Put the entries below into a Markdown table with two columns, Row and Entry. Number each line under Row, place the line itself under Entry, and leave out any blank lines.

> [GIVEN DATA]
- - -
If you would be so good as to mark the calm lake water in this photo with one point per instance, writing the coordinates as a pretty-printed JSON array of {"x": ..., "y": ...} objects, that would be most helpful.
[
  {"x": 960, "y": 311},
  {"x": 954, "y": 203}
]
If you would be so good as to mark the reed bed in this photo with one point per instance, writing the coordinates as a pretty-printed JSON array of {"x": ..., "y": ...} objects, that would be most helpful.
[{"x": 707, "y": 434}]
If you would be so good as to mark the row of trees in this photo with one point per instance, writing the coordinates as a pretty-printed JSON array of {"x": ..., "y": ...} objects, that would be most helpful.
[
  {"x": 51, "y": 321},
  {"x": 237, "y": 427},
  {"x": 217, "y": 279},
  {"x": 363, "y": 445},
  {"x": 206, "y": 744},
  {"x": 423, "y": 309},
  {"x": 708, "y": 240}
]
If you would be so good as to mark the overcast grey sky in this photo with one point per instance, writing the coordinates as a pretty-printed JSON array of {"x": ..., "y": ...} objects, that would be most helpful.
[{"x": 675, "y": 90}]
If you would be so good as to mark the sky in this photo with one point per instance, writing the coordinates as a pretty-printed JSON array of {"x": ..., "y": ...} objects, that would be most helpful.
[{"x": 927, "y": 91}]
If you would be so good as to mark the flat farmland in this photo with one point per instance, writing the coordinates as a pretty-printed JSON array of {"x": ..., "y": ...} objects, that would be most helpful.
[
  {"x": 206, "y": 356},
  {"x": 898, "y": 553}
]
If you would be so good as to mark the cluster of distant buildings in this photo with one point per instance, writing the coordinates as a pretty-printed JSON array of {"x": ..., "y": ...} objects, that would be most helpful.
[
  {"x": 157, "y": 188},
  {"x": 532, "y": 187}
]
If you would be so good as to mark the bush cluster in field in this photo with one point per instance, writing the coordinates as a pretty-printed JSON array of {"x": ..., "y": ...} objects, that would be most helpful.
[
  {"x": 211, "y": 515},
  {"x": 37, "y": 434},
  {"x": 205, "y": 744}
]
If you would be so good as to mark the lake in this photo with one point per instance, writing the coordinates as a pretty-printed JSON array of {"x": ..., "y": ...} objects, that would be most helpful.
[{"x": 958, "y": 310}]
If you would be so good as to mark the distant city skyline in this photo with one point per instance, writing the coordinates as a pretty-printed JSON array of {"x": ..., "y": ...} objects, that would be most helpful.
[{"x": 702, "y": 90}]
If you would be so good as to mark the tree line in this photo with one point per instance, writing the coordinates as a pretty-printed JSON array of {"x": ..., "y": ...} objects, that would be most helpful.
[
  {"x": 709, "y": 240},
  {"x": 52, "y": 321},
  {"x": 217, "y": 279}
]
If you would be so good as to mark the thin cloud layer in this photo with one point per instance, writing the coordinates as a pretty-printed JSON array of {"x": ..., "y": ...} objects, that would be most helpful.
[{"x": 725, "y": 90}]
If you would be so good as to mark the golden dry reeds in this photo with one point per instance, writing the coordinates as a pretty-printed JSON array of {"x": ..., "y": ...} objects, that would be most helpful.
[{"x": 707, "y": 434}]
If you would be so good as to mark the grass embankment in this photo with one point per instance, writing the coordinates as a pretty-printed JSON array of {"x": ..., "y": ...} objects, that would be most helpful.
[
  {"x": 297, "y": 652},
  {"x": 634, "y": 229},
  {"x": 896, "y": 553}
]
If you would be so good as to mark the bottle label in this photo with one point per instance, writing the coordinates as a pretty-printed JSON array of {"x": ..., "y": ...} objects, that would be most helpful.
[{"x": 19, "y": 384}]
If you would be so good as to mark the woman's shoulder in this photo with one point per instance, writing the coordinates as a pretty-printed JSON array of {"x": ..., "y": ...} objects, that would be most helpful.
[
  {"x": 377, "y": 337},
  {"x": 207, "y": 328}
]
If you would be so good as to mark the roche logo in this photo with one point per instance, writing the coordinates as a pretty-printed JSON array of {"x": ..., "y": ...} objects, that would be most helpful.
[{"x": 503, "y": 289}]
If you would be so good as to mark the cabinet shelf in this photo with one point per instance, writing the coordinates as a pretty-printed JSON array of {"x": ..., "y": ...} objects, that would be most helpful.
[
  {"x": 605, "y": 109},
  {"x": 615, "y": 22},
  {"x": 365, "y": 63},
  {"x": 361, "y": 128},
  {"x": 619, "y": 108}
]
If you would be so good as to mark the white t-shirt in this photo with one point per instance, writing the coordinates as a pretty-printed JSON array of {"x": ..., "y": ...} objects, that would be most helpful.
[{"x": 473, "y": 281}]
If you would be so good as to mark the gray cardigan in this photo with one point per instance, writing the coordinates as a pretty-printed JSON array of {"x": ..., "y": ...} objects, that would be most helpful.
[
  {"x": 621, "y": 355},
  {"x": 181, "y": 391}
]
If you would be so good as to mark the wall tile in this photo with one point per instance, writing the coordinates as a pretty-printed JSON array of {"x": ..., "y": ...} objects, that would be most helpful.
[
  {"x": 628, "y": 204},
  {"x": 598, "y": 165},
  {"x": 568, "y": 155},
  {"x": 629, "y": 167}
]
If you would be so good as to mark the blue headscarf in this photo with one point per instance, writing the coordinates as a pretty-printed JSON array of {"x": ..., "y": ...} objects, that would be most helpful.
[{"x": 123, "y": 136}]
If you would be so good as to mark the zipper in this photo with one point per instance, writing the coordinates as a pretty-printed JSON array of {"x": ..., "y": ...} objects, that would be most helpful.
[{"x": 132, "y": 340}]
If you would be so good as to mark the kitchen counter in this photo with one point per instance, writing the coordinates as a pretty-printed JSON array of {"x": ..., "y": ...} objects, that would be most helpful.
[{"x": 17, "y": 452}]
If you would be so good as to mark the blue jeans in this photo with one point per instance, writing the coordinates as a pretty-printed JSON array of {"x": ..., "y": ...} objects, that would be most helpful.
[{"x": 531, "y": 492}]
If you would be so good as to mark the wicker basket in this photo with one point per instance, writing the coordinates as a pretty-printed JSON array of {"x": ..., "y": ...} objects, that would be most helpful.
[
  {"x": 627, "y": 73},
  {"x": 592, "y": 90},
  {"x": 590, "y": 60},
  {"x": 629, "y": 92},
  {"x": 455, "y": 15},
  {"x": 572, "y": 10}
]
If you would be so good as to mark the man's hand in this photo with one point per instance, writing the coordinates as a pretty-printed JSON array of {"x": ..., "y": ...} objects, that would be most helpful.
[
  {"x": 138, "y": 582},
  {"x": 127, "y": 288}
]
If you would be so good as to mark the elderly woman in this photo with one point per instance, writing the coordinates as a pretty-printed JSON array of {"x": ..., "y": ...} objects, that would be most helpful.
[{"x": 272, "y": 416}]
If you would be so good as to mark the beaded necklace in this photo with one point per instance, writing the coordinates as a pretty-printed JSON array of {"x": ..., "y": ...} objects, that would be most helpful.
- - -
> [THE REPLY]
| Row | Entry |
|---|---|
| 1 | If you would be so good as to mark the calm lake water in this photo with one point per instance, writing the coordinates as a pretty-printed JSON array of {"x": ..., "y": ...} objects, that would be most helpful. |
| 2 | [ |
| 3 |   {"x": 960, "y": 311}, |
| 4 |   {"x": 954, "y": 203} |
| 5 | ] |
| 6 | If you would be so good as to mark the reed bed in this photo with one point per instance, writing the coordinates as a pretty-printed JSON array of {"x": ..., "y": ...} objects, that would be most helpful. |
| 7 | [{"x": 707, "y": 434}] |
| 8 | If you would be so good as to mark the row of trees in this photo with one point per instance, writing the coordinates as a pretty-printed JSON array of {"x": ..., "y": ...} objects, that would be most helpful. |
| 9 | [ |
| 10 |   {"x": 51, "y": 321}, |
| 11 |   {"x": 237, "y": 427}, |
| 12 |   {"x": 217, "y": 279}, |
| 13 |   {"x": 363, "y": 445}, |
| 14 |   {"x": 206, "y": 744}, |
| 15 |   {"x": 423, "y": 309}, |
| 16 |   {"x": 708, "y": 240} |
| 17 | ] |
| 18 | If you would be so good as to mark the overcast grey sky in this photo with one point per instance, writing the coordinates as a pretty-printed JSON array of {"x": ..., "y": ...} objects, that would be most helpful. |
| 19 | [{"x": 675, "y": 90}] |
| 20 | If you would be so good as to mark the sky in this photo with one point per instance, writing the coordinates as a pretty-printed JSON array of {"x": ..., "y": ...} objects, that would be most helpful. |
| 21 | [{"x": 927, "y": 91}] |
| 22 | If you would be so good as to mark the flat farmland in this photo with one point per instance, writing the coordinates as a pretty-printed JSON array of {"x": ..., "y": ...} objects, that would be most helpful. |
| 23 | [ |
| 24 |   {"x": 206, "y": 356}, |
| 25 |   {"x": 898, "y": 553} |
| 26 | ] |
| 27 | If you would be so good as to mark the cluster of distant buildings in this photo with one point per instance, writing the coordinates as a pretty-printed JSON array of {"x": ..., "y": ...} objects, that would be most helpful. |
| 28 | [ |
| 29 |   {"x": 157, "y": 188}, |
| 30 |   {"x": 532, "y": 187} |
| 31 | ] |
| 32 | If you would be so good as to mark the bush cluster in field in this photo with one point per instance, writing the coordinates as a pretty-printed JSON array of {"x": ..., "y": ...} objects, that would be most helpful. |
| 33 | [ |
| 34 |   {"x": 211, "y": 515}, |
| 35 |   {"x": 37, "y": 434}, |
| 36 |   {"x": 205, "y": 744} |
| 37 | ] |
| 38 | If you would be so good as to mark the lake in this photo with one point per instance, writing the coordinates as a pretty-printed JSON array of {"x": ..., "y": ...} objects, that would be most helpful. |
| 39 | [{"x": 958, "y": 310}] |
| 40 | If you would be so good as to mark the distant city skyline in this photo with one point per instance, writing the coordinates as a pretty-printed JSON array of {"x": ..., "y": ...} objects, that would be most helpful. |
| 41 | [{"x": 702, "y": 90}] |
| 42 | If you would be so good as to mark the tree line in this photo with one point per instance, writing the coordinates as a pretty-printed JSON array of {"x": ..., "y": ...} objects, that would be most helpful. |
| 43 | [ |
| 44 |   {"x": 709, "y": 240}, |
| 45 |   {"x": 52, "y": 321}, |
| 46 |   {"x": 217, "y": 279} |
| 47 | ] |
| 48 | If you would be so good as to mark the thin cloud layer in this photo with one point per instance, writing the coordinates as a pretty-printed JSON array of {"x": ..., "y": ...} objects, that would be most helpful. |
| 49 | [{"x": 725, "y": 90}] |
| 50 | If you would be so good as to mark the golden dry reeds in this photo with one point per instance, writing the coordinates as a pretty-printed JSON array of {"x": ..., "y": ...} objects, that would be most helpful. |
| 51 | [{"x": 707, "y": 434}] |
| 52 | If you would be so good as to mark the grass embankment in this photo with one point per instance, writing the coordinates as a pretty-printed JSON array of {"x": ..., "y": ...} objects, that would be most helpful. |
| 53 | [ |
| 54 |   {"x": 297, "y": 652}, |
| 55 |   {"x": 634, "y": 229}, |
| 56 |   {"x": 896, "y": 553} |
| 57 | ] |
| 58 | If you would be so good as to mark the bottle label in this photo with one point per instance, writing the coordinates as a pretty-printed JSON array of {"x": ..., "y": ...} objects, that would be most helpful. |
| 59 | [{"x": 19, "y": 384}] |
| 60 | If you would be so good as to mark the woman's shoulder in this photo with one point per instance, writing the coordinates as a pretty-printed JSON array of {"x": ..., "y": ...} objects, that would be most helpful. |
| 61 | [ |
| 62 |   {"x": 377, "y": 337}, |
| 63 |   {"x": 207, "y": 328} |
| 64 | ] |
| 65 | If you would be so good as to mark the roche logo in this photo with one point per instance, writing the coordinates as a pretty-printed JSON array of {"x": ..., "y": ...} objects, that would be most helpful. |
| 66 | [{"x": 503, "y": 289}] |
| 67 | If you would be so good as to mark the cabinet shelf in this photo with one point per instance, writing the coordinates as a pretty-printed JSON array of {"x": ..., "y": ...} objects, that would be most helpful. |
| 68 | [ |
| 69 |   {"x": 605, "y": 109}, |
| 70 |   {"x": 615, "y": 22}, |
| 71 |   {"x": 365, "y": 63}, |
| 72 |   {"x": 361, "y": 128}, |
| 73 |   {"x": 619, "y": 108} |
| 74 | ] |
| 75 | If you would be so good as to mark the white t-shirt in this photo with one point per instance, writing the coordinates as a pretty-printed JSON array of {"x": ..., "y": ...} objects, that would be most helpful. |
| 76 | [{"x": 473, "y": 281}] |
| 77 | If you would be so good as to mark the gray cardigan in this photo with one point per instance, writing the coordinates as a pretty-printed JSON array of {"x": ..., "y": ...} objects, that would be most helpful. |
| 78 | [ |
| 79 |   {"x": 621, "y": 355}, |
| 80 |   {"x": 181, "y": 391} |
| 81 | ] |
| 82 | If you would be so good as to mark the wall tile in this photo with one point per instance, writing the coordinates as a pretty-printed JSON array of {"x": ..., "y": ...} objects, that would be most helpful. |
| 83 | [ |
| 84 |   {"x": 628, "y": 204}, |
| 85 |   {"x": 598, "y": 165}, |
| 86 |   {"x": 568, "y": 155}, |
| 87 |   {"x": 629, "y": 167} |
| 88 | ] |
| 89 | If you would be so good as to mark the blue headscarf in this photo with one point per instance, writing the coordinates as a pretty-printed JSON array of {"x": ..., "y": ...} objects, that would be most helpful. |
| 90 | [{"x": 123, "y": 136}] |
| 91 | If you would be so good as to mark the zipper in this photo with one point per instance, writing the coordinates as a pretty-printed JSON array of {"x": ..., "y": ...} objects, that would be most helpful. |
| 92 | [{"x": 132, "y": 340}] |
| 93 | If you would be so good as to mark the kitchen counter in this photo with one point per instance, writing the coordinates as a pretty-printed JSON array of {"x": ..., "y": ...} objects, that would be most helpful. |
| 94 | [{"x": 17, "y": 452}] |
| 95 | If you would be so good as to mark the blue jeans in this photo with one point per instance, writing the coordinates as a pretty-printed JSON array of {"x": ..., "y": ...} objects, that would be most helpful. |
| 96 | [{"x": 531, "y": 492}] |
| 97 | If you would be so good as to mark the wicker basket in this photo with one point per instance, writing the coordinates as a pretty-printed JSON array of {"x": ..., "y": ...} objects, that would be most helpful. |
| 98 | [ |
| 99 |   {"x": 627, "y": 73}, |
| 100 |   {"x": 592, "y": 90}, |
| 101 |   {"x": 590, "y": 60}, |
| 102 |   {"x": 629, "y": 92}, |
| 103 |   {"x": 455, "y": 15}, |
| 104 |   {"x": 572, "y": 10} |
| 105 | ] |
| 106 | If you would be so good as to mark the man's hand in this photo with one point per instance, writing the coordinates as a pretty-printed JSON array of {"x": ..., "y": ...} objects, that would be most helpful. |
| 107 | [ |
| 108 |   {"x": 138, "y": 582}, |
| 109 |   {"x": 127, "y": 288} |
| 110 | ] |
| 111 | If you would be so good as to mark the elderly woman in this photo with one point per instance, writing the coordinates as a pretty-printed JSON array of {"x": ..., "y": ...} objects, that would be most helpful. |
| 112 | [{"x": 272, "y": 416}] |
| 113 | If you would be so good as to mark the beaded necklace in this photo with one point per instance, writing the coordinates as a pretty-printed JSON array of {"x": ..., "y": ...} objects, that would be most helpful. |